◆ THE RECORDS:
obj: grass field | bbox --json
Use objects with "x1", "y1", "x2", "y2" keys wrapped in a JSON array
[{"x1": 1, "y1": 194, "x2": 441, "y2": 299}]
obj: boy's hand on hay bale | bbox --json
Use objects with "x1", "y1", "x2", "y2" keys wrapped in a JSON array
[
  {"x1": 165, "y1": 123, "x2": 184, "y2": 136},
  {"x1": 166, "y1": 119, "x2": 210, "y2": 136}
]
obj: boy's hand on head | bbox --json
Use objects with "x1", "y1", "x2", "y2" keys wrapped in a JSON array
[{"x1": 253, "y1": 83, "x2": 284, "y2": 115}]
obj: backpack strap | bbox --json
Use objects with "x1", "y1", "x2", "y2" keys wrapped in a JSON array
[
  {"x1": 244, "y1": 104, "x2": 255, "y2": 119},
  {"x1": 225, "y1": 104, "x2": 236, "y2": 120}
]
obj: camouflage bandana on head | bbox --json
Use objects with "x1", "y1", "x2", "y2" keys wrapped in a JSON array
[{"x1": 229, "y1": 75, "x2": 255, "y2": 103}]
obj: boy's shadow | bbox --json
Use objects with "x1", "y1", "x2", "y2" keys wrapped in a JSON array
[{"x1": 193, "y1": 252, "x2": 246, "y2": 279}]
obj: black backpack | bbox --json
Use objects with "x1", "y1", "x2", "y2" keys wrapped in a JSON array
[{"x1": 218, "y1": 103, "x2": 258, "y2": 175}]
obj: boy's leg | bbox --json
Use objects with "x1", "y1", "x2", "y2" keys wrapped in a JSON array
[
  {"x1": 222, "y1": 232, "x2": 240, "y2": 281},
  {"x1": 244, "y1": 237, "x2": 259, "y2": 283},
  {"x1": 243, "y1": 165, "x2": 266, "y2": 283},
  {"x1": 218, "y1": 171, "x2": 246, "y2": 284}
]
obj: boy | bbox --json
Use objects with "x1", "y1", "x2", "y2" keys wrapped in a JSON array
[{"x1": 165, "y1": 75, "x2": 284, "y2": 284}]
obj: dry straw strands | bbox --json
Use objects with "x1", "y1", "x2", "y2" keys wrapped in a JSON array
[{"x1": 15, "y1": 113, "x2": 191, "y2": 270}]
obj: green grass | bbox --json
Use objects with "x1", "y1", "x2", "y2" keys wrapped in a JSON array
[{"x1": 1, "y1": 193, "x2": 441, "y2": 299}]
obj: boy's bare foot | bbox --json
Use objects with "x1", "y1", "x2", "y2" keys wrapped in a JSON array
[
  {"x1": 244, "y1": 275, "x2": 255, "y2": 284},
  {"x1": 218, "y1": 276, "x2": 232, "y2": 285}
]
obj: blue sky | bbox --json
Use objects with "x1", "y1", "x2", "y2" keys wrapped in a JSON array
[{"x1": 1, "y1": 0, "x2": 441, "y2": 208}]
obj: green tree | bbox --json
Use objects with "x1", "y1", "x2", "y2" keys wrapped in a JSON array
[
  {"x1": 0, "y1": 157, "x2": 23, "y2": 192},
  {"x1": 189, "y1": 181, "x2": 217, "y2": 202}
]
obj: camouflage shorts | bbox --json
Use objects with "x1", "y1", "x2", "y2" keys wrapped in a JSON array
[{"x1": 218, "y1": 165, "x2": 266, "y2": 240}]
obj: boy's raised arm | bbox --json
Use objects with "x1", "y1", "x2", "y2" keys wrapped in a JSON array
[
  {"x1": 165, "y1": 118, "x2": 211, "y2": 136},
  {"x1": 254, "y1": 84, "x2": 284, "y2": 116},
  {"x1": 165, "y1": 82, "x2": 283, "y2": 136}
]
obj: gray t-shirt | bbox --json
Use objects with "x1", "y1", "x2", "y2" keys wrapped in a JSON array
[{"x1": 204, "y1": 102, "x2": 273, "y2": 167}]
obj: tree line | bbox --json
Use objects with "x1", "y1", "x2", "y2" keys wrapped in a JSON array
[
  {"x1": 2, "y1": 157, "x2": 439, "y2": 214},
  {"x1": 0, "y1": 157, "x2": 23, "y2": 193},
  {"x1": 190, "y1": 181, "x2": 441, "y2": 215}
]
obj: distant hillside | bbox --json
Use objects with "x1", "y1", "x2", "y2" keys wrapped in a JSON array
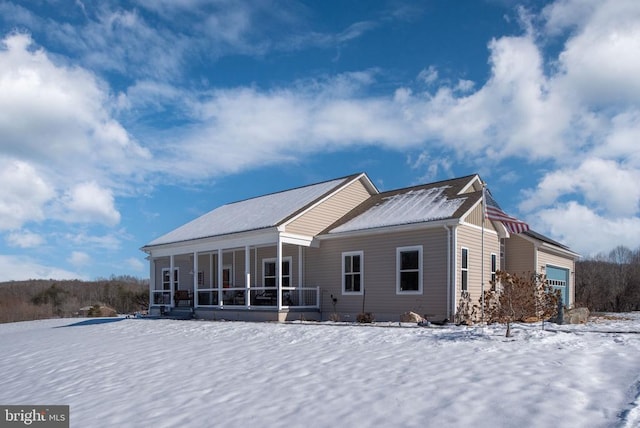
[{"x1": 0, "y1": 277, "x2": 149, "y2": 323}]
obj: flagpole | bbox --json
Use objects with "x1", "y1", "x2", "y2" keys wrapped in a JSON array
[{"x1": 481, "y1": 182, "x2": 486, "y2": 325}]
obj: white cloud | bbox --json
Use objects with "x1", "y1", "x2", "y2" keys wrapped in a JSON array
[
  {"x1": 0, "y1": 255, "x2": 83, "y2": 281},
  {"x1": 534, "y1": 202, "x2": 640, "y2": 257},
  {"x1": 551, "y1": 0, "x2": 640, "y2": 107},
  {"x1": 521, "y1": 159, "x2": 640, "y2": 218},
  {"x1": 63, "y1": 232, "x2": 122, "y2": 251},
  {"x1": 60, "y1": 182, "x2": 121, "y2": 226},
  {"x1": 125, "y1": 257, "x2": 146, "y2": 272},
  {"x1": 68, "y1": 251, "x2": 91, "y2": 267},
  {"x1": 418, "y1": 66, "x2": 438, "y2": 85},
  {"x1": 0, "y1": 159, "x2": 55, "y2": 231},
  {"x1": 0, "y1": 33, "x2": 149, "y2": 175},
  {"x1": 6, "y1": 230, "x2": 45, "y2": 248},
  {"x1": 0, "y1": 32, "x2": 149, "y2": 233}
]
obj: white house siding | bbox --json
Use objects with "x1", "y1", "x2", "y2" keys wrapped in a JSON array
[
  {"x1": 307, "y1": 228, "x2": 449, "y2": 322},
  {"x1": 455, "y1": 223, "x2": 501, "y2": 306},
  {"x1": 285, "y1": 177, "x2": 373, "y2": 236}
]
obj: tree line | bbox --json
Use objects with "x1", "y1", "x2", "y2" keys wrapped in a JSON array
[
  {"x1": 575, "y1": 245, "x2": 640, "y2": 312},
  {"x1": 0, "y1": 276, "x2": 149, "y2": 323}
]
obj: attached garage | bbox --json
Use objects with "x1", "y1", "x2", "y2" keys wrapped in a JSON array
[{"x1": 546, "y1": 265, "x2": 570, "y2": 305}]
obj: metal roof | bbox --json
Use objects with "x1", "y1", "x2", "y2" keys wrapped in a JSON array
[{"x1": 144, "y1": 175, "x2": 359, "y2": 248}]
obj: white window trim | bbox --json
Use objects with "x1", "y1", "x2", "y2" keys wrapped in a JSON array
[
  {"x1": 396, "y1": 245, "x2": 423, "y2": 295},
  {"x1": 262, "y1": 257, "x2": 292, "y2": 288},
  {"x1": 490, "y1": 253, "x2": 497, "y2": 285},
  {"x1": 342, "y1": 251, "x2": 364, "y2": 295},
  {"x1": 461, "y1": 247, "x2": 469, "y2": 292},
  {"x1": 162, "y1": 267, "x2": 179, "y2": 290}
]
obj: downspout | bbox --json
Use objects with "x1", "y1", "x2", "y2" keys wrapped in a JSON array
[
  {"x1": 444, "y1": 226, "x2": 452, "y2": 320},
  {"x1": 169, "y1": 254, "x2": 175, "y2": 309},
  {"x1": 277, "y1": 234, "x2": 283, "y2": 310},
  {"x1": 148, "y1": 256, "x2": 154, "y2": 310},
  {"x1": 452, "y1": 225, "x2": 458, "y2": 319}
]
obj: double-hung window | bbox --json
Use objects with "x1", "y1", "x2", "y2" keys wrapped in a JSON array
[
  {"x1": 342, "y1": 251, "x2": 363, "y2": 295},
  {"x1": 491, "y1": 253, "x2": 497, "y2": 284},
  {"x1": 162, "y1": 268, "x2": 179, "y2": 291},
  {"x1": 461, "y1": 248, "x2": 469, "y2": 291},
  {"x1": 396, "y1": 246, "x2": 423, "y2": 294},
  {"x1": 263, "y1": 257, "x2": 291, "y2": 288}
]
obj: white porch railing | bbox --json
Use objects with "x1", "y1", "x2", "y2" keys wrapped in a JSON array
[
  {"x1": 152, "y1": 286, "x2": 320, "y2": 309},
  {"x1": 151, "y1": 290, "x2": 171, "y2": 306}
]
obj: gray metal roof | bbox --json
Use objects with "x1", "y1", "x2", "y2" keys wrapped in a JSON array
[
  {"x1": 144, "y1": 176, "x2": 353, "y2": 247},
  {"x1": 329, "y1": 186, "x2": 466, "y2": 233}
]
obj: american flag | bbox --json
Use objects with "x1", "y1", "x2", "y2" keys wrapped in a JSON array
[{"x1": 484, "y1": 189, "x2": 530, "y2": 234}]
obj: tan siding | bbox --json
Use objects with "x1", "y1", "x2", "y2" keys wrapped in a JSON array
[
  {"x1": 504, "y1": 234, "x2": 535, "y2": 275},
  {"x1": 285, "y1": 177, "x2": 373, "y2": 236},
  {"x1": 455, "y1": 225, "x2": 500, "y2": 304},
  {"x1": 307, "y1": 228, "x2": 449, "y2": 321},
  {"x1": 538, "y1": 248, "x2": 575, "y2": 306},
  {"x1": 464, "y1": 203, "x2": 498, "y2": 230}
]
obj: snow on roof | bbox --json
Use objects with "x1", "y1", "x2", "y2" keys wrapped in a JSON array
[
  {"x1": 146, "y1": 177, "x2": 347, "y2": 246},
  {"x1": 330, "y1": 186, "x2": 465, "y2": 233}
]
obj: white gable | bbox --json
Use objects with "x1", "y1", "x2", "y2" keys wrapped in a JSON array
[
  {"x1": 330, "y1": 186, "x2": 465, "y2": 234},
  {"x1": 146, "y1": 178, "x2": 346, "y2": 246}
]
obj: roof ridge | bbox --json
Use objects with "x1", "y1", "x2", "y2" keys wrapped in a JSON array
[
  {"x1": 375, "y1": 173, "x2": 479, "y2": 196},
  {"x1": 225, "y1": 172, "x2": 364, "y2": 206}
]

◆ WHAT TO DO: Return all lines in the entries above that carry the word "hand".

◆ TASK SOLUTION:
obj: boy's hand on hay bale | bbox --json
obj: boy's hand on head | bbox --json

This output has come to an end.